Excerpted passage:
◇ ◇ ◇ ◇ ◇

China’s economic growth slows to 4.7 % in second quarter

MONDAY, JULY 15, 2024

China posted weaker-than-expected growth for the second quarter of 2024, as soft domestic demand and a continued property slump weighed on the world’s second-largest economy.

Its gross domestic product (GDP) grew 4.7 % year on year – the lowest quarterly growth figure since the start of 2023 – falling short of the 5.1 % forecast by economists in a Reuters poll. Overall growth for the first half of the year stood at 5 %, in line with the country’s GDP target for 2024.

The data, released by the National Bureau of Statistics on July 15, comes as the Communist Party leadership convenes in Beijing this week for a reform-focused, twice-in-a-decade conclave that will be closely watched for how China intends to address key challenges, including on the economic front.

“Growth in the second quarter was slow, mostly due to disappointing housing and consumption data,” said Dan Wang, chief economist at Hang Seng Bank in Shanghai.

Retail sales, a measure of consumer demand, grew in June at its slowest pace since China’s post-pandemic reopening. The 2 % year-on-year growth rate recorded fell short of economists’ expectations and was down from the 3.7 % logged in May.

One factor contributing to weak consumption is the public’s lack of confidence in their future earnings, especially amid reports of pay cuts across industries, said Tommy Xie, head of Greater China research at OCBC Bank in Singapore. This is despite an urban unemployment rate that has remained largely stable, at 5 % in June.

Another is persistently low inflation in the economy, which makes people more likely to delay spending since prices are not expected to grow significantly, he added. China’s consumer price index grew just 0.2 % year on year in June.

Real estate – a major economic driver and source of household wealth – continued to record declines on the whole. Prices of new homes fell in June at their fastest pace since 2015, or 4.5 % year on year, by Reuters’ calculations. Property investments in the first half of 2024 fell 10.1 % year on year.

But the data also held “a few silver linings”, which suggest that support measures for the property sector are starting to take effect, wrote Lynn Song, chief economist for Greater China at ING Bank, in a note.

For instance, more cities recorded month-on-month increases in home prices in June than in May, according to a 70-city sample tracked by the statistics bureau. They include Shanghai, which saw small gains in the primary and secondary markets, as well as Beijing, Hangzhou and Nanjing, which saw price increases in the secondary market.

◇ ◇ ◇ ◇ ◇

Information:

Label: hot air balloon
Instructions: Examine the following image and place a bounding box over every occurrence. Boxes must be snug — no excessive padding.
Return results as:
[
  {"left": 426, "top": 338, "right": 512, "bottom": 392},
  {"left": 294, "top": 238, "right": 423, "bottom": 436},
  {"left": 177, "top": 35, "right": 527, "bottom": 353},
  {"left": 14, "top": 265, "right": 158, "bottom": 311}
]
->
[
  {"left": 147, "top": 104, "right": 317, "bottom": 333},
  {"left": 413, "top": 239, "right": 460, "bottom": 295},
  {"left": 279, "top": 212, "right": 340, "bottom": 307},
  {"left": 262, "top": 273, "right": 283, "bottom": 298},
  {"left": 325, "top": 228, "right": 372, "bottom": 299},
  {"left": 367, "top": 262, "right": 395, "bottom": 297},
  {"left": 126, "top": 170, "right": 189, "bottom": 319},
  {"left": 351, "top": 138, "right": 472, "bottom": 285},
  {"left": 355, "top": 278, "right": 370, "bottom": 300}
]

◇ ◇ ◇ ◇ ◇

Work instructions:
- a) In the article on China's second-quarter growth, what year-on-year GDP growth figure did economists in a Reuters poll forecast?
- b) List every city that the China growth article names as recording month-on-month home price increases in June.
- c) Reproduce the passage of the China growth article starting with "Real estate –" and going on through "Bank, in a note.".

Numbered answers:
- a) 5.1 %

- b) Shanghai, Beijing, Hangzhou, Nanjing

- c)
Real estate – a major economic driver and source of household wealth – continued to record declines on the whole. Prices of new homes fell in June at their fastest pace since 2015, or 4.5 % year on year, by Reuters’ calculations. Property investments in the first half of 2024 fell 10.1 % year on year.

But the data also held “a few silver linings”, which suggest that support measures for the property sector are starting to take effect, wrote Lynn Song, chief economist for Greater China at ING Bank, in a note.